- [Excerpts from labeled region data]
-=-=-=-=-

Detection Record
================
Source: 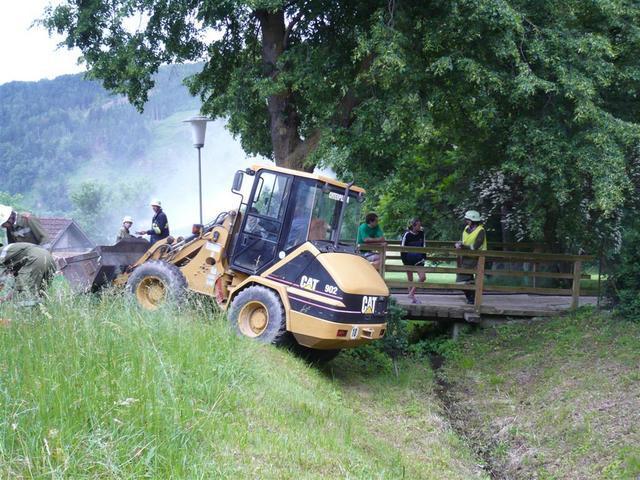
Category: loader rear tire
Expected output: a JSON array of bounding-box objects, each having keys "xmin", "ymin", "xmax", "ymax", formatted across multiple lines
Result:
[
  {"xmin": 0, "ymin": 270, "xmax": 16, "ymax": 302},
  {"xmin": 127, "ymin": 260, "xmax": 187, "ymax": 310},
  {"xmin": 228, "ymin": 285, "xmax": 290, "ymax": 346}
]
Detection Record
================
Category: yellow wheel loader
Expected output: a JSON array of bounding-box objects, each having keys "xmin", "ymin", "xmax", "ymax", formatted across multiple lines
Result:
[{"xmin": 63, "ymin": 166, "xmax": 389, "ymax": 360}]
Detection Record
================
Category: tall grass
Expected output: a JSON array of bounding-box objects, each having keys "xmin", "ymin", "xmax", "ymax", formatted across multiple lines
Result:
[{"xmin": 0, "ymin": 295, "xmax": 432, "ymax": 479}]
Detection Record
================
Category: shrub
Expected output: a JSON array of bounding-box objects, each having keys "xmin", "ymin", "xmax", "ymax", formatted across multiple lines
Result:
[{"xmin": 608, "ymin": 220, "xmax": 640, "ymax": 322}]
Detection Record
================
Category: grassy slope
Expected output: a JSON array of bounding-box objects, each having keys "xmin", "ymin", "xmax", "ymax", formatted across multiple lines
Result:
[
  {"xmin": 0, "ymin": 296, "xmax": 475, "ymax": 478},
  {"xmin": 444, "ymin": 311, "xmax": 640, "ymax": 479}
]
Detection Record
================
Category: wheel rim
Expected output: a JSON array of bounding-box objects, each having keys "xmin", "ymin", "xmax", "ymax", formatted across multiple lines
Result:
[
  {"xmin": 136, "ymin": 277, "xmax": 167, "ymax": 310},
  {"xmin": 238, "ymin": 301, "xmax": 269, "ymax": 338},
  {"xmin": 0, "ymin": 273, "xmax": 16, "ymax": 301}
]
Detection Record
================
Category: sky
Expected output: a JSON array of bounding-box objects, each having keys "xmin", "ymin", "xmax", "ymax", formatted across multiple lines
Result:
[{"xmin": 0, "ymin": 0, "xmax": 84, "ymax": 84}]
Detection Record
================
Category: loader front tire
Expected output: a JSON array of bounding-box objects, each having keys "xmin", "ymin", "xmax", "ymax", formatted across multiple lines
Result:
[
  {"xmin": 127, "ymin": 260, "xmax": 187, "ymax": 310},
  {"xmin": 228, "ymin": 285, "xmax": 290, "ymax": 346}
]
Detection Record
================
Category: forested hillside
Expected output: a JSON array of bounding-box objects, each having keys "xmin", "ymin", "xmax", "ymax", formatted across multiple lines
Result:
[{"xmin": 0, "ymin": 65, "xmax": 249, "ymax": 241}]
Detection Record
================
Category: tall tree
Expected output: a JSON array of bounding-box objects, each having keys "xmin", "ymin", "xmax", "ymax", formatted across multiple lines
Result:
[
  {"xmin": 45, "ymin": 0, "xmax": 640, "ymax": 249},
  {"xmin": 44, "ymin": 0, "xmax": 394, "ymax": 168}
]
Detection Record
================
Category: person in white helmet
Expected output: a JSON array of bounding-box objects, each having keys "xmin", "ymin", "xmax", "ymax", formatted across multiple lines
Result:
[
  {"xmin": 136, "ymin": 199, "xmax": 169, "ymax": 245},
  {"xmin": 116, "ymin": 215, "xmax": 133, "ymax": 243},
  {"xmin": 456, "ymin": 210, "xmax": 487, "ymax": 305},
  {"xmin": 0, "ymin": 205, "xmax": 49, "ymax": 245}
]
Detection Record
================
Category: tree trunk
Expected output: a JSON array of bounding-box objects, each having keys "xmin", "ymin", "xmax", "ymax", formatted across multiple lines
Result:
[{"xmin": 256, "ymin": 10, "xmax": 312, "ymax": 170}]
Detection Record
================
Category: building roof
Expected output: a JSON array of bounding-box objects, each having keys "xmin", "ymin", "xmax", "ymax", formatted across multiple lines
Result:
[
  {"xmin": 38, "ymin": 217, "xmax": 94, "ymax": 250},
  {"xmin": 38, "ymin": 217, "xmax": 73, "ymax": 244}
]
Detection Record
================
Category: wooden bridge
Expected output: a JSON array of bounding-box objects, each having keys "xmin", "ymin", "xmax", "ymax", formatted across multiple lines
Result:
[{"xmin": 367, "ymin": 242, "xmax": 600, "ymax": 322}]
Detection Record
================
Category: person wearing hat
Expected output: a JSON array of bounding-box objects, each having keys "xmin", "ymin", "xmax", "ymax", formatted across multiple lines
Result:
[
  {"xmin": 0, "ymin": 205, "xmax": 49, "ymax": 245},
  {"xmin": 136, "ymin": 200, "xmax": 169, "ymax": 245},
  {"xmin": 455, "ymin": 210, "xmax": 487, "ymax": 305},
  {"xmin": 0, "ymin": 242, "xmax": 57, "ymax": 296},
  {"xmin": 116, "ymin": 215, "xmax": 133, "ymax": 243}
]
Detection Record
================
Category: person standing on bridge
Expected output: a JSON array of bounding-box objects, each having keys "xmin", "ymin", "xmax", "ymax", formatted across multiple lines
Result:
[
  {"xmin": 136, "ymin": 200, "xmax": 169, "ymax": 245},
  {"xmin": 455, "ymin": 210, "xmax": 487, "ymax": 305},
  {"xmin": 0, "ymin": 205, "xmax": 49, "ymax": 245},
  {"xmin": 400, "ymin": 218, "xmax": 427, "ymax": 303},
  {"xmin": 356, "ymin": 212, "xmax": 386, "ymax": 270}
]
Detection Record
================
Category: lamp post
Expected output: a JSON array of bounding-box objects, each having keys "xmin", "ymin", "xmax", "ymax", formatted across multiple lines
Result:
[{"xmin": 184, "ymin": 115, "xmax": 211, "ymax": 225}]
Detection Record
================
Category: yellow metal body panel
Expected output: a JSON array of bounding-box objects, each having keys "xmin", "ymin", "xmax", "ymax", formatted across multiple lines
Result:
[
  {"xmin": 317, "ymin": 253, "xmax": 389, "ymax": 297},
  {"xmin": 287, "ymin": 310, "xmax": 387, "ymax": 350}
]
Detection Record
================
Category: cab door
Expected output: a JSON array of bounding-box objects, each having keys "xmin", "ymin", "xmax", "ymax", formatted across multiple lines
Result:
[{"xmin": 231, "ymin": 170, "xmax": 292, "ymax": 274}]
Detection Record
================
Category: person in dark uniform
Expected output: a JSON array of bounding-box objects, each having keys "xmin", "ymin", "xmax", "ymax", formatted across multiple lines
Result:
[
  {"xmin": 136, "ymin": 200, "xmax": 169, "ymax": 245},
  {"xmin": 0, "ymin": 242, "xmax": 56, "ymax": 296},
  {"xmin": 0, "ymin": 205, "xmax": 49, "ymax": 245},
  {"xmin": 400, "ymin": 218, "xmax": 427, "ymax": 303}
]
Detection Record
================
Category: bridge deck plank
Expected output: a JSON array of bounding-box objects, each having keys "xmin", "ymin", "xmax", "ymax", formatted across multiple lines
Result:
[{"xmin": 393, "ymin": 293, "xmax": 598, "ymax": 320}]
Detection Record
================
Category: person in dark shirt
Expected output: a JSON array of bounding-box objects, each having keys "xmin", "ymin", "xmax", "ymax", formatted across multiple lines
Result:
[
  {"xmin": 136, "ymin": 200, "xmax": 169, "ymax": 245},
  {"xmin": 400, "ymin": 218, "xmax": 427, "ymax": 303}
]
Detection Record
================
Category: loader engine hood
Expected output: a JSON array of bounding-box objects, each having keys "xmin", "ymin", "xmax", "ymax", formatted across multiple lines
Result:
[{"xmin": 266, "ymin": 249, "xmax": 389, "ymax": 324}]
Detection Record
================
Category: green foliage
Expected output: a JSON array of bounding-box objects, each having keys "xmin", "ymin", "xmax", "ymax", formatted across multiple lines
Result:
[
  {"xmin": 380, "ymin": 298, "xmax": 409, "ymax": 361},
  {"xmin": 0, "ymin": 288, "xmax": 442, "ymax": 479},
  {"xmin": 608, "ymin": 218, "xmax": 640, "ymax": 322},
  {"xmin": 439, "ymin": 314, "xmax": 640, "ymax": 480},
  {"xmin": 70, "ymin": 182, "xmax": 147, "ymax": 245}
]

-=-=-=-=-

- [Your task]
Report each line in the entries above that contains the string "wheel". Letter case counts when matching.

- [Response to the exercise]
Category: yellow wheel loader
Category: wheel rim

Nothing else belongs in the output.